Il nostro parere è che se lo meriterebbe – non perché sia un capolavoro o anche solo un gran film, ma perché è il film che un’intera generazione di fan aspettava da trent’anni. La conseguenza è che Mortal Kombat è un film di trent’anni fa, aggiornato visivamente ma concepito con uno spirito profondamente anni Novanta che prevede, tra l’altro, che se hai una serie di guerrieri dotati di superpoteri che se le danno di santa ragione non hai davvero bisogno di una sceneggiatura, o persino di una trama. Intendiamoci: Mortal Kombat come franchise non ha mai avuto una narrazione particolarmente interessante o profonda; come molti altri picchiaduro della sua epoca, era più interessato alla caratterizzazione dei singoli personaggi che a costruire intorno a loro un mondo coerente – basta trovare una scusa semi-mitologica per giustificare le risse e sei a posto.

*****

§ **CONSEGNE DELL'ESERCIZIO**:
#1 Rispondi a queste domande sull'estratto dedicato a Mortal Kombat:
(a) Da quanto tempo un'intera generazione di fan aspettava questo film?
(b) Con quale spirito è stato concepito il film?
(c) A che cosa era più interessato Mortal Kombat come franchise?
#2 Trasforma in un elenco puntato il paragrafo dell'estratto su Mortal Kombat che comincia con "Il nostro parere è che", conservando le informazioni principali.
#3 Cita dall'estratto su Mortal Kombat il tratto che va da "Il nostro parere" fino a "sei a posto.".

(Dati raccolti)
*****

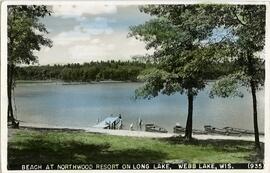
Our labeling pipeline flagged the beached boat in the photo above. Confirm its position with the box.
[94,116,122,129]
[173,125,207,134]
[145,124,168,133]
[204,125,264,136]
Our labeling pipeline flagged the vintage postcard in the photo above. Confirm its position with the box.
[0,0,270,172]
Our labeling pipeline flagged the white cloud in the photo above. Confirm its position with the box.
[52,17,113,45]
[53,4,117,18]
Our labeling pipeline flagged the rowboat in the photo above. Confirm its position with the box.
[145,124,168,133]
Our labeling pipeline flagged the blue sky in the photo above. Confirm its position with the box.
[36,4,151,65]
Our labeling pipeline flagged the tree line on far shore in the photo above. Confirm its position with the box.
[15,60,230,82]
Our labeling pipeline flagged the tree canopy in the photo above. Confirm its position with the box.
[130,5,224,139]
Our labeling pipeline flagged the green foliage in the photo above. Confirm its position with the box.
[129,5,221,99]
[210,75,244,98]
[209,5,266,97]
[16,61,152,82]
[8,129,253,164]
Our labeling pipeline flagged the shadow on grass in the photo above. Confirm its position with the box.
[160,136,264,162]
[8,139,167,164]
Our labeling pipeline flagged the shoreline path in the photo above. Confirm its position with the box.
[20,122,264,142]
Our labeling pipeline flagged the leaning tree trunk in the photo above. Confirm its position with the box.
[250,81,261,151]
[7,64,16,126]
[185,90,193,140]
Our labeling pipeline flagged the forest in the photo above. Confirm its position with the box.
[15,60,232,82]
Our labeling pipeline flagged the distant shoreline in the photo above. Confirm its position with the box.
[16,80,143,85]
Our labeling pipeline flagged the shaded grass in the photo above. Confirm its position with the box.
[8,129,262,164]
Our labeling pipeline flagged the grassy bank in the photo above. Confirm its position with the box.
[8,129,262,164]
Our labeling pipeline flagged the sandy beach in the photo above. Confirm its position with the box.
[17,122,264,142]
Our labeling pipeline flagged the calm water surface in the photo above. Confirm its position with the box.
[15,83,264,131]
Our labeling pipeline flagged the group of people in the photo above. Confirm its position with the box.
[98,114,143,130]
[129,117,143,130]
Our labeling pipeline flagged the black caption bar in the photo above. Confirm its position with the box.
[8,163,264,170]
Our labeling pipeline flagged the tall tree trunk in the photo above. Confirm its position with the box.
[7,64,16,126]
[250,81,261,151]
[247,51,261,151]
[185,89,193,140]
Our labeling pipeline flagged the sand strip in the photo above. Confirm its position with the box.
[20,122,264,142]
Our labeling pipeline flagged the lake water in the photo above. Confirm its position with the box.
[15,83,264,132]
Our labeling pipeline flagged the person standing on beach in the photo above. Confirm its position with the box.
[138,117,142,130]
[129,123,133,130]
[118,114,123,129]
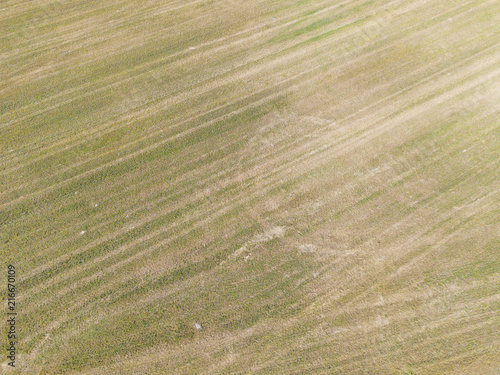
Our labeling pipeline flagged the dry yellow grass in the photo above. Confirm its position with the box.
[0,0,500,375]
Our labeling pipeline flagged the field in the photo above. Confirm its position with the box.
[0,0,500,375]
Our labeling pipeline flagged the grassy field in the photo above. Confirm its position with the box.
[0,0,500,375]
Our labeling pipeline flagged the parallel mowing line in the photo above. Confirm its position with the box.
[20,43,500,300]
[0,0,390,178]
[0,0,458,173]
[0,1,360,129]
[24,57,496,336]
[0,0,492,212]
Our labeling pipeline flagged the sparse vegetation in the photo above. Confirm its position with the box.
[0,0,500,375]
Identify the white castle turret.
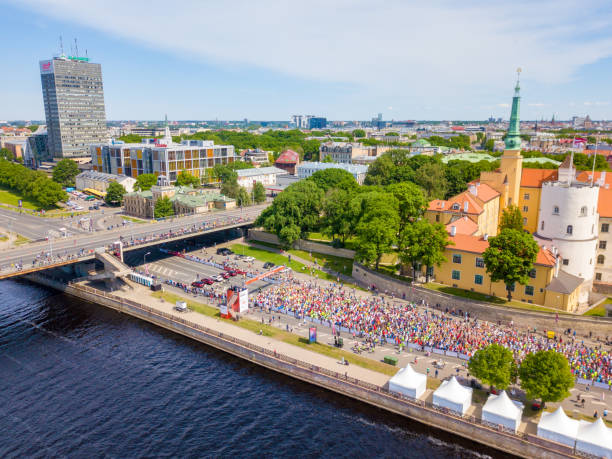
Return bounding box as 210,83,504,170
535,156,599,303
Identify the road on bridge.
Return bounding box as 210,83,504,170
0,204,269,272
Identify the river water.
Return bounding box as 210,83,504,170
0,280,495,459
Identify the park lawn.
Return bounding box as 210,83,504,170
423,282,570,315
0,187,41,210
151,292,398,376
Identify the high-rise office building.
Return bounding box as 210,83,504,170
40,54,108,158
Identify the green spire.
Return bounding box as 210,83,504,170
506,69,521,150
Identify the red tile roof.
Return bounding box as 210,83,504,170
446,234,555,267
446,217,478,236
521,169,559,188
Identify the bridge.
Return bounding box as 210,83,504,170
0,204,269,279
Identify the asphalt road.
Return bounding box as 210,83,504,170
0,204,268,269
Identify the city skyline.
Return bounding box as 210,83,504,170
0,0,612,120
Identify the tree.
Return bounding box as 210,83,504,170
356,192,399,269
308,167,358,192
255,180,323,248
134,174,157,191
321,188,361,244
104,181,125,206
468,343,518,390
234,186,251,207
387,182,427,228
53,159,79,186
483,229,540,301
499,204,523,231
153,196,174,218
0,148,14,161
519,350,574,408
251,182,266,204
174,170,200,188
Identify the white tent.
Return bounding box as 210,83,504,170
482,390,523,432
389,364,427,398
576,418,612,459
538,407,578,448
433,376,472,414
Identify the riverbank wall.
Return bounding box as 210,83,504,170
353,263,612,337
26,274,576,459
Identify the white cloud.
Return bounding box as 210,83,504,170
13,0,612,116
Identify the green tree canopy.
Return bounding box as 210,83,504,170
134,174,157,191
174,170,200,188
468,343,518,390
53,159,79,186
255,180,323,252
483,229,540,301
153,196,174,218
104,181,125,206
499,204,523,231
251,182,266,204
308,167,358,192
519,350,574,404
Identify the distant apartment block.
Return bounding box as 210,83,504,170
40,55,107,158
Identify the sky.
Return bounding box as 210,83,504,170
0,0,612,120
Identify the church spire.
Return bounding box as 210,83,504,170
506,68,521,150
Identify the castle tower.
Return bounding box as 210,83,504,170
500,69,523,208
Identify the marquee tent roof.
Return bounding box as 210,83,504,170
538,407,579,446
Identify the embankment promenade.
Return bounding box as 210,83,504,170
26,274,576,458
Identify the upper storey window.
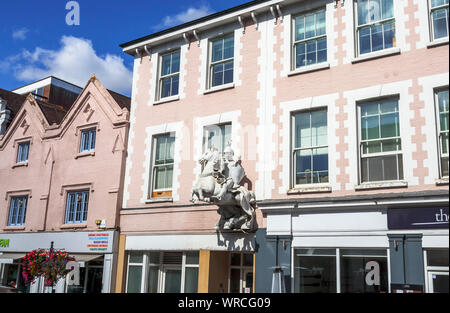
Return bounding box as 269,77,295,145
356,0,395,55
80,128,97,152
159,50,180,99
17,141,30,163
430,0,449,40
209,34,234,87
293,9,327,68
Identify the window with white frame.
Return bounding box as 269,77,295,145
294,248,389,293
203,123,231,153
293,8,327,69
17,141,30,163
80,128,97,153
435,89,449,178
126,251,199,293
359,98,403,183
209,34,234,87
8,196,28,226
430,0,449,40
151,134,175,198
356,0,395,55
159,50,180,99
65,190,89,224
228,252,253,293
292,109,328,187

*****

§ **SOLUZIONI**:
#1
(a) Da trent'anni.
(b) Con uno spirito profondamente anni Novanta.
(c) Alla caratterizzazione dei singoli personaggi, più che a costruire intorno a loro un mondo coerente.

#2
- Secondo gli autori il film se lo meriterebbe. Non è un capolavoro e nemmeno un gran film, ma è quello che un'intera generazione di fan aspettava da trent'anni.
- Per questo è un film di trent'anni fa: aggiornato nella grafica, ma pensato con uno spirito anni Novanta.
- Con quello spirito, se ci sono guerrieri con superpoteri che si picchiano, non servono una sceneggiatura o una trama.
- Come franchise, Mortal Kombat non ha mai avuto una narrazione particolarmente interessante o profonda.
- Come altri picchiaduro dell'epoca, puntava sui singoli personaggi più che su un mondo coerente. Bastava una scusa semi-mitologica per giustificare le risse.

#3
Il nostro parere è che se lo meriterebbe – non perché sia un capolavoro o anche solo un gran film, ma perché è il film che un’intera generazione di fan aspettava da trent’anni. La conseguenza è che Mortal Kombat è un film di trent’anni fa, aggiornato visivamente ma concepito con uno spirito profondamente anni Novanta che prevede, tra l’altro, che se hai una serie di guerrieri dotati di superpoteri che se le danno di santa ragione non hai davvero bisogno di una sceneggiatura, o persino di una trama. Intendiamoci: Mortal Kombat come franchise non ha mai avuto una narrazione particolarmente interessante o profonda; come molti altri picchiaduro della sua epoca, era più interessato alla caratterizzazione dei singoli personaggi che a costruire intorno a loro un mondo coerente – basta trovare una scusa semi-mitologica per giustificare le risse e sei a posto.